Task prompt
Print verbatim every line starting at the one that contains "field | value" and ending at the final line of the records; include both endpoints.

(Data excerpts)
────────────────────
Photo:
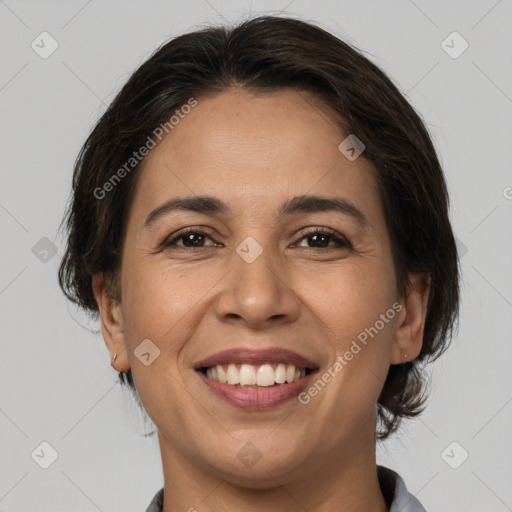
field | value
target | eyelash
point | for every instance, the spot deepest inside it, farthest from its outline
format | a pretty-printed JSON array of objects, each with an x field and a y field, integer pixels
[{"x": 340, "y": 240}]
────────────────────
Answer space
field | value
target | eyelash
point | for every instance, the spot deepest inside it, farthest from its outline
format | a pretty-printed JSON array of objects, each with an x field and a y field, integer pixels
[{"x": 340, "y": 240}]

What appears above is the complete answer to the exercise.